▸ Entrées enregistrées du jeu de données
# # # #
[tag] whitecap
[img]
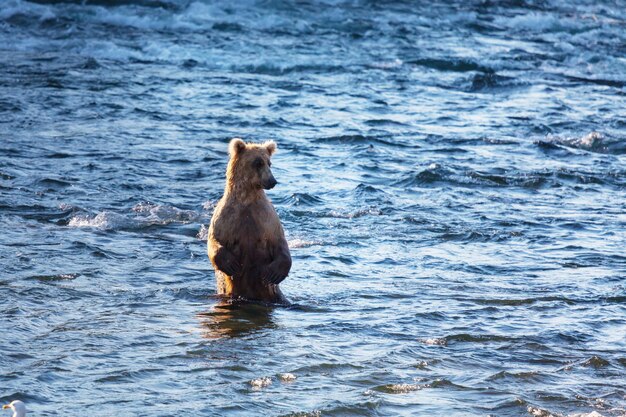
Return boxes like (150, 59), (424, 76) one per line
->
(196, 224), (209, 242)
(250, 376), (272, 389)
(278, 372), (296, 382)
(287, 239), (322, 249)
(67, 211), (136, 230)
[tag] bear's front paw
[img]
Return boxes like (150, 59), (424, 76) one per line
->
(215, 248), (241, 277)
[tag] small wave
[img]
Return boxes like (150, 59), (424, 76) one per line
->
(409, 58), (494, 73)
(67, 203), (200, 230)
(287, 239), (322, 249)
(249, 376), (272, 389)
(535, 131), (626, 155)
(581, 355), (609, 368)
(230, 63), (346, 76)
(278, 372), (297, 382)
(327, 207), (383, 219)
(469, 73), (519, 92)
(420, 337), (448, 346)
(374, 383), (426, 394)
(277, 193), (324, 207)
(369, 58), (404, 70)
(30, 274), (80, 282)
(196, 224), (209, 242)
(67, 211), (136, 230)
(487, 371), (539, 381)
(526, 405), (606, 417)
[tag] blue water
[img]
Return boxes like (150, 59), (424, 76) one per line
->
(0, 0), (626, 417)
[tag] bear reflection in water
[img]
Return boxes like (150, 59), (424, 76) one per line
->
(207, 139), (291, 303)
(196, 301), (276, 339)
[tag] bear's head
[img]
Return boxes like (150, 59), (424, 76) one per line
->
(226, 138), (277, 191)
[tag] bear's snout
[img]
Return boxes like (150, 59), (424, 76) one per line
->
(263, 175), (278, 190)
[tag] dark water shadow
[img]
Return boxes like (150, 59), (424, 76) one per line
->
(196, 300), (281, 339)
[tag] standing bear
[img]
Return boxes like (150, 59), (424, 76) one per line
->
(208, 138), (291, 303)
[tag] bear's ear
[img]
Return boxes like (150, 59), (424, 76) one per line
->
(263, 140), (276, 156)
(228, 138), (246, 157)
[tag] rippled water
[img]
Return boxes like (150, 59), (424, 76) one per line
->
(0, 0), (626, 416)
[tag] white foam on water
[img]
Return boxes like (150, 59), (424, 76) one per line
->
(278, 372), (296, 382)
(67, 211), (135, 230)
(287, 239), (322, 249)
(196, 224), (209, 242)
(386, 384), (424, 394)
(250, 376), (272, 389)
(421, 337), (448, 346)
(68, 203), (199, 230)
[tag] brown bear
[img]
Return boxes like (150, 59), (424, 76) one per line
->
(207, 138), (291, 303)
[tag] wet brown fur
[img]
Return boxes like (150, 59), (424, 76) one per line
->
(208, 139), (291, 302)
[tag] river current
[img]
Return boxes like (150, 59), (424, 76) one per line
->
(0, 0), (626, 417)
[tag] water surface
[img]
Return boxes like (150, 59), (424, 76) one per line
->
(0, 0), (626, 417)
# # # #
▸ Consignes et exigences
Recopiez les entrées en commençant à la ligne qui contient « [tag] bear reflection in water » et en allant jusqu'à la fin des entrées, ces deux limites comprises. Changez « bear » en « grizzly » partout et laissez tout le reste identique.

▸ Résultat attendu
[tag] grizzly reflection in water
[img]
Return boxes like (150, 59), (424, 76) one per line
->
(207, 139), (291, 303)
(196, 301), (276, 339)
[tag] grizzly's head
[img]
Return boxes like (150, 59), (424, 76) one per line
->
(226, 138), (277, 191)
[tag] grizzly's snout
[img]
Return boxes like (150, 59), (424, 76) one per line
->
(263, 175), (278, 190)
[tag] dark water shadow
[img]
Return boxes like (150, 59), (424, 76) one per line
->
(196, 300), (281, 339)
[tag] standing grizzly
[img]
Return boxes like (150, 59), (424, 76) one per line
->
(208, 138), (291, 303)
[tag] grizzly's ear
[img]
Return boxes like (150, 59), (424, 76) one per line
->
(263, 140), (276, 156)
(228, 138), (246, 157)
[tag] rippled water
[img]
Return boxes like (150, 59), (424, 76) one per line
->
(0, 0), (626, 416)
[tag] white foam on water
[img]
Return boxes like (150, 59), (424, 76) one per line
->
(278, 372), (296, 382)
(67, 211), (135, 230)
(287, 239), (322, 249)
(196, 224), (209, 242)
(386, 384), (424, 394)
(250, 376), (272, 389)
(421, 337), (448, 346)
(68, 203), (199, 230)
[tag] brown grizzly
[img]
Return boxes like (150, 59), (424, 76) one per line
->
(207, 138), (291, 303)
[tag] wet brown fur
[img]
Return boxes like (150, 59), (424, 76) one per line
->
(208, 139), (291, 302)
[tag] river current
[img]
Return boxes like (150, 59), (424, 76) one per line
->
(0, 0), (626, 417)
[tag] water surface
[img]
Return boxes like (150, 59), (424, 76) one per line
->
(0, 0), (626, 417)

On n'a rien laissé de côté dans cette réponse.